(Record extracts Opens)
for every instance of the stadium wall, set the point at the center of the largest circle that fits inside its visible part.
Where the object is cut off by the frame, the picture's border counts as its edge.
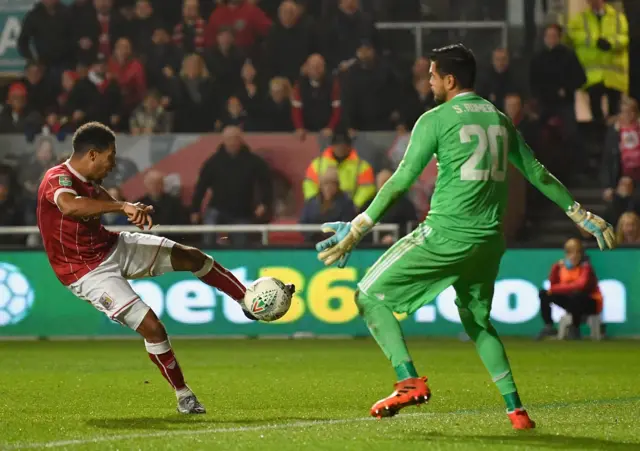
(34, 304)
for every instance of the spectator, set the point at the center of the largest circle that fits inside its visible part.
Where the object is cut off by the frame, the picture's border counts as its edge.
(418, 100)
(555, 75)
(193, 97)
(150, 117)
(401, 213)
(247, 20)
(356, 175)
(45, 36)
(225, 60)
(167, 208)
(628, 230)
(234, 116)
(143, 25)
(328, 205)
(97, 35)
(621, 154)
(371, 92)
(239, 181)
(316, 100)
(10, 206)
(345, 32)
(188, 35)
(574, 287)
(129, 74)
(15, 118)
(41, 94)
(621, 200)
(494, 84)
(525, 123)
(163, 58)
(600, 37)
(109, 106)
(115, 219)
(289, 43)
(276, 111)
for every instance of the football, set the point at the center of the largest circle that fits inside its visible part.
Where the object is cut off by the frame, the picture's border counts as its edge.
(267, 299)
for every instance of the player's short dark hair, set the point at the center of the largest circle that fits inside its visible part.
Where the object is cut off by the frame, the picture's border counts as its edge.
(93, 135)
(456, 60)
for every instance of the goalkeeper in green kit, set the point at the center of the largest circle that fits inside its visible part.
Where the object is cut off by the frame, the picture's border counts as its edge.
(461, 242)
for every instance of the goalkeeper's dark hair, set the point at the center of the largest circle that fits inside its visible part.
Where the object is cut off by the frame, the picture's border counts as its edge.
(458, 61)
(93, 135)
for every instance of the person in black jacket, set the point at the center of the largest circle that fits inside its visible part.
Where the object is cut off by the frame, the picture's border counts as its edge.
(289, 43)
(240, 184)
(47, 29)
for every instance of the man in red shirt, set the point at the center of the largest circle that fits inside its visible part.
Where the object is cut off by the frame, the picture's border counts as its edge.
(574, 287)
(95, 263)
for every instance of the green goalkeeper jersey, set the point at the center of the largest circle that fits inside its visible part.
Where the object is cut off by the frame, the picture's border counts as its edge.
(472, 142)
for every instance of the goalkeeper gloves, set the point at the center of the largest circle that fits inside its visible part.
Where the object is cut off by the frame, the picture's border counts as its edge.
(346, 235)
(593, 224)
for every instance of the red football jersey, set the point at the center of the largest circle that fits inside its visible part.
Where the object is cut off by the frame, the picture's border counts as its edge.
(74, 247)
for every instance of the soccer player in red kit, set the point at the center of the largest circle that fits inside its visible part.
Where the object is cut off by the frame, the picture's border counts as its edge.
(95, 263)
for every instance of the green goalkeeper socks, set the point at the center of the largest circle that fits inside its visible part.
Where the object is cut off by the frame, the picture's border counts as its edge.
(386, 330)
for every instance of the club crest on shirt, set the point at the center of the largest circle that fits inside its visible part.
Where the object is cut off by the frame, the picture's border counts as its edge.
(65, 180)
(106, 301)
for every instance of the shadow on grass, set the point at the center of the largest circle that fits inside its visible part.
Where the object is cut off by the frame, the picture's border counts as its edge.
(534, 440)
(164, 423)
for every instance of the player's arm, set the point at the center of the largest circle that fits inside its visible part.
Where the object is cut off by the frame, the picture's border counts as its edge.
(522, 158)
(422, 147)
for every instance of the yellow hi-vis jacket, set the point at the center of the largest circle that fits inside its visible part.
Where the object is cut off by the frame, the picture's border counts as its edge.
(355, 175)
(610, 67)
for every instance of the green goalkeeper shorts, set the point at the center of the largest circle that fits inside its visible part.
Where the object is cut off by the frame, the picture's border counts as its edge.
(415, 270)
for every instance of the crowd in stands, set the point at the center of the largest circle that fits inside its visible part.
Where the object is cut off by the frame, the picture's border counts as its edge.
(187, 66)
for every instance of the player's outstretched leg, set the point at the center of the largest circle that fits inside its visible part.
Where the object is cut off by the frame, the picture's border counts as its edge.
(159, 349)
(410, 389)
(475, 320)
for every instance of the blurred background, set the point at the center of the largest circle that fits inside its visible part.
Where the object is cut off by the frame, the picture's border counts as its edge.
(248, 122)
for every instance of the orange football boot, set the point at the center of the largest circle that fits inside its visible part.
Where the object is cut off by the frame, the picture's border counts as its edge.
(409, 392)
(520, 419)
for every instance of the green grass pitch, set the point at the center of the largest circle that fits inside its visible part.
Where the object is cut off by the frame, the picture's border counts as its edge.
(313, 394)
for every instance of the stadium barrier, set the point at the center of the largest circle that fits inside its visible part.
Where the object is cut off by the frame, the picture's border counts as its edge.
(33, 303)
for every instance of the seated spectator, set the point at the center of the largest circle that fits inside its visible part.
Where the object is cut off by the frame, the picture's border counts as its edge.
(225, 60)
(168, 209)
(329, 205)
(574, 287)
(15, 118)
(234, 116)
(316, 105)
(275, 115)
(239, 182)
(344, 33)
(163, 58)
(11, 206)
(356, 175)
(628, 230)
(45, 35)
(143, 25)
(130, 75)
(150, 117)
(188, 35)
(623, 199)
(496, 82)
(371, 92)
(525, 123)
(41, 94)
(193, 97)
(289, 43)
(621, 156)
(249, 22)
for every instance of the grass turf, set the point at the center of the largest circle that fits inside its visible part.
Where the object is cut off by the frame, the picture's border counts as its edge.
(292, 395)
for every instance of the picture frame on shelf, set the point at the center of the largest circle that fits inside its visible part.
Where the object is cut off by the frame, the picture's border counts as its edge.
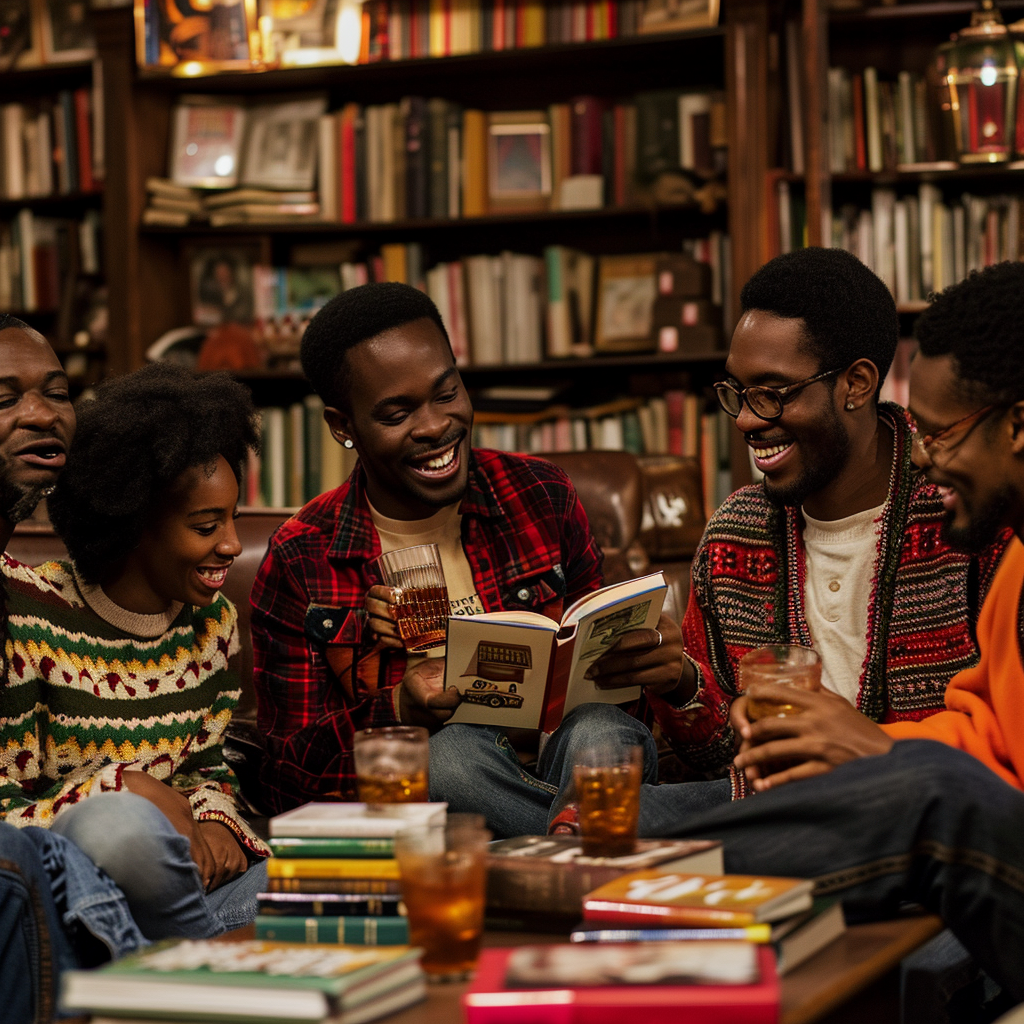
(Record extracts Closes)
> **Task to carry out**: Only the lines that contain the string "stadium" are to be copied from the records.

> **Output**:
for every instance of the stadium wall, set the point at the center of the largest circle that fits inside its visible part.
for every instance of the stadium barrier, set the point at the center of the largest circle that fits inside its visible part.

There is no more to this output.